WRITTEN PROBLEM | Rewrite the stretch from the line containing "wooden boardwalk, placing" through the line containing "<point>525,136</point>", replacing "Query" with "Label" and leaving everything else unchanged.

* Start *

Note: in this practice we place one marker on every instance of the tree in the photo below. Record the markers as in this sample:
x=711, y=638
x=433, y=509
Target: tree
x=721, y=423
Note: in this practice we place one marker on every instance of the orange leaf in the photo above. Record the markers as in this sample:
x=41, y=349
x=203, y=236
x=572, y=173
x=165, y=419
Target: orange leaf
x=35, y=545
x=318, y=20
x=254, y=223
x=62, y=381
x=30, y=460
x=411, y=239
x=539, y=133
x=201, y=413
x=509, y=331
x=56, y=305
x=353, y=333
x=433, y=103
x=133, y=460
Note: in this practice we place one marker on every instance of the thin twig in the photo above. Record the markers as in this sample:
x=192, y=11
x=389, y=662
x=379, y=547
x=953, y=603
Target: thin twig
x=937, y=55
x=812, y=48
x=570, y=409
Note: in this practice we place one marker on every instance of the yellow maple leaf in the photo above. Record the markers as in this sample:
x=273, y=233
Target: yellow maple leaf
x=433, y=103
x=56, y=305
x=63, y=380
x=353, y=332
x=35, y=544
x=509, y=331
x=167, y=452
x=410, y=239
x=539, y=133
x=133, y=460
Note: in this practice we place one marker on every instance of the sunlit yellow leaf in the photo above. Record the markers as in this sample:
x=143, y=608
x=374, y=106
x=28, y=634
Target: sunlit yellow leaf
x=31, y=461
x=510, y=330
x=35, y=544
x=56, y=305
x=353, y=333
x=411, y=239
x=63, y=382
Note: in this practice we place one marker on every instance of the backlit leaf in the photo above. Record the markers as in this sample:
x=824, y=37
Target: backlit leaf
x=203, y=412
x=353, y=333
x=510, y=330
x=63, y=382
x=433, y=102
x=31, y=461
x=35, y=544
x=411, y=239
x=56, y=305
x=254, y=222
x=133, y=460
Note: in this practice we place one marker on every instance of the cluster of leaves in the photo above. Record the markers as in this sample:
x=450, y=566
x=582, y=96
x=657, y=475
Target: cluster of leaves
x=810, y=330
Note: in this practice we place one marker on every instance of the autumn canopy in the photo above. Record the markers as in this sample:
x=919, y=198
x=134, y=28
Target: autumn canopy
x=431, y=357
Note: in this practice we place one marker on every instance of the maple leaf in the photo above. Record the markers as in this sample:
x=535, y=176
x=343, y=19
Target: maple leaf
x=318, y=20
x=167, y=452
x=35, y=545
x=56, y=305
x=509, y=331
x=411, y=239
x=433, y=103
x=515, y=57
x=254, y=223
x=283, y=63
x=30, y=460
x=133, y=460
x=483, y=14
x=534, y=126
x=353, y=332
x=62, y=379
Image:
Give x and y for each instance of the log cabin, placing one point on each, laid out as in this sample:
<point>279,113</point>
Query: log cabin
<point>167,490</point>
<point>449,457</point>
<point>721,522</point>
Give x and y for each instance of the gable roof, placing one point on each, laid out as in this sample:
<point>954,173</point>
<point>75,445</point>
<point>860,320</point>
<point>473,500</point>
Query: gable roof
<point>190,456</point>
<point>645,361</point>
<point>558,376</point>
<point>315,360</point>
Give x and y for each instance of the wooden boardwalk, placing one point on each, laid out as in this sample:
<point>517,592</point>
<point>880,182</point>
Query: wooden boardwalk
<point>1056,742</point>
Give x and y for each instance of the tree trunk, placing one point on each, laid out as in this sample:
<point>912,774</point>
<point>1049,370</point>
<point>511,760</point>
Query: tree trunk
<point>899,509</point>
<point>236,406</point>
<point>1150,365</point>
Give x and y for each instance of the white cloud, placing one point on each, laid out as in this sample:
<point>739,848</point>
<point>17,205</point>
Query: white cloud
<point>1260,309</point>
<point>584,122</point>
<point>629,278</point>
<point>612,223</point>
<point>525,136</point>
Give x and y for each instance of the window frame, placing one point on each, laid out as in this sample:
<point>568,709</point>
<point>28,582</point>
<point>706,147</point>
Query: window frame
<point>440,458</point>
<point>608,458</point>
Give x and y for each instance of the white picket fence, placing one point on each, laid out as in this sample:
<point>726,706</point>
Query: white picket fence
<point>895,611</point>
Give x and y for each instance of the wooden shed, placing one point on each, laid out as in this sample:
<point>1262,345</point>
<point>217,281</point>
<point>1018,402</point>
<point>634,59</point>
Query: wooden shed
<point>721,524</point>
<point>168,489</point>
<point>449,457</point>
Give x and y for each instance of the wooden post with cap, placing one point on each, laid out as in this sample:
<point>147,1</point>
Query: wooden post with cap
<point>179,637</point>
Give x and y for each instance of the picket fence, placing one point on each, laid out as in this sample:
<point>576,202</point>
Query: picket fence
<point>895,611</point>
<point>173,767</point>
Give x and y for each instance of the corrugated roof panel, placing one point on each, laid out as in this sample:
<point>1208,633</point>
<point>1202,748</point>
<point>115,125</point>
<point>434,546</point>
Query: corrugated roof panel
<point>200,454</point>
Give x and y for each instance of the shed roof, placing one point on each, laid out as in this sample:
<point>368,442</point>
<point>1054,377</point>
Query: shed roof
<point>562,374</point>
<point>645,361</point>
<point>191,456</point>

* End *

OUTPUT |
Give x and y for each instance of the wooden boardwalk, placing one point on each, laid out as in this sample:
<point>517,592</point>
<point>880,182</point>
Label: wooden boardwalk
<point>1056,742</point>
Give x and y for each instance of the tree trunk, placing one point on each, laid out as in this sample:
<point>912,774</point>
<point>1049,370</point>
<point>511,760</point>
Label: tree trunk
<point>899,509</point>
<point>236,406</point>
<point>1150,365</point>
Give x and y for each instance of the white cloud, placing one point on each, laid out as in this sample:
<point>739,848</point>
<point>17,205</point>
Label: white cloud
<point>1260,309</point>
<point>584,122</point>
<point>629,278</point>
<point>612,223</point>
<point>525,136</point>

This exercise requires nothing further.